Exercise: Render the items from their beginning up to and including the line that contains "[(94, 354)]" as a numbered list, leaving out blank lines and pictures.

Listed entries:
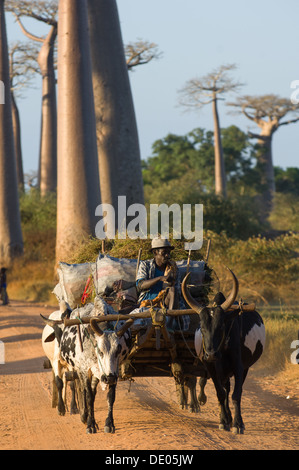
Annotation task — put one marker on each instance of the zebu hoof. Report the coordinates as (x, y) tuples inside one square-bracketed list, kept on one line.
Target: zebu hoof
[(202, 399), (109, 429), (91, 430), (224, 427), (238, 429)]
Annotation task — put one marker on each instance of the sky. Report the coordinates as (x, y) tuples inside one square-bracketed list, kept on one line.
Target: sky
[(195, 37)]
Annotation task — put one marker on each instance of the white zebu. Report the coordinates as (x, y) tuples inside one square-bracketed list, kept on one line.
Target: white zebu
[(94, 354)]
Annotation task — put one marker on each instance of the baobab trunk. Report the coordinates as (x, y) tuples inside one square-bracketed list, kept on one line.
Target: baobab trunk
[(117, 136), (48, 145), (265, 163), (11, 241), (78, 191), (17, 140), (220, 176)]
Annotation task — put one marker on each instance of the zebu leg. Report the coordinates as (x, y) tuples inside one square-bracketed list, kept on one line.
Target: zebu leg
[(221, 395), (74, 408), (109, 423), (194, 404), (226, 403), (90, 397), (54, 391), (59, 385), (238, 425)]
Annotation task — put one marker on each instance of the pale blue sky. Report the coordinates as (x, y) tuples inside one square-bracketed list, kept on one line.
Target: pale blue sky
[(195, 37)]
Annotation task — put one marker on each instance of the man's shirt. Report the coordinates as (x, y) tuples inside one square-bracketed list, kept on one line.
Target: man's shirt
[(149, 270)]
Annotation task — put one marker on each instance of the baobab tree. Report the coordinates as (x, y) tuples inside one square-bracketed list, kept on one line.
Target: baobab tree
[(140, 53), (199, 92), (117, 137), (78, 192), (11, 240), (44, 11), (268, 113)]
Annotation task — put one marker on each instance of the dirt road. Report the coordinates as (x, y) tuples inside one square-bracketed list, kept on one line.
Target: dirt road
[(146, 418)]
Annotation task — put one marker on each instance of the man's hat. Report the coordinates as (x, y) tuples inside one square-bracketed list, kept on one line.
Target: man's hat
[(161, 243)]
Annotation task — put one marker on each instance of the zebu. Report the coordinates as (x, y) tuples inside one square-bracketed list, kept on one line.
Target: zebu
[(228, 344), (93, 353)]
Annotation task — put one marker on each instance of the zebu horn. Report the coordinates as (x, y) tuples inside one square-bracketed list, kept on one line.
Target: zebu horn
[(95, 327), (233, 294), (124, 328), (51, 322), (187, 296)]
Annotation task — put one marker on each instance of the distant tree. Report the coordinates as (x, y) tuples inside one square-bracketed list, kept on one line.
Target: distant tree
[(117, 136), (78, 191), (11, 240), (287, 181), (23, 66), (44, 11), (140, 52), (208, 90), (267, 112), (191, 157)]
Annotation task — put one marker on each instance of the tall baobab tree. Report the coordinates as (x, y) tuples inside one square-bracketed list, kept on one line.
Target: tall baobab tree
[(268, 113), (78, 192), (44, 11), (209, 89), (11, 241), (117, 137)]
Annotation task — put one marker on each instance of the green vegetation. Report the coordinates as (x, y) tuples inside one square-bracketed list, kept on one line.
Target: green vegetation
[(264, 258)]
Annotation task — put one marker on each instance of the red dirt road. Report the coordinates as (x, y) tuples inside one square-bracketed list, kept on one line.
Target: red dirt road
[(146, 418)]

Reply:
1. Annotation task — put one marker on each instance of the zebu hoof. Report the coordinates as (x, y) tuples inside one square-bracketed list, kept on one line.
2. Target: zebu hoof
3. [(202, 399), (109, 429), (91, 430), (224, 427), (238, 429)]
4. Annotation task — put one marker on each instance of the sky. Report the coordinates as (x, y) tuples inside one square-bracketed list, kept on one line.
5. Target: sky
6. [(195, 37)]
7. Annotation task — put one marker on each instance of the white zebu. Report the coordinates as (x, y) tuples inside one square-bracketed list, kept on one line.
8. Target: white zebu
9. [(94, 354)]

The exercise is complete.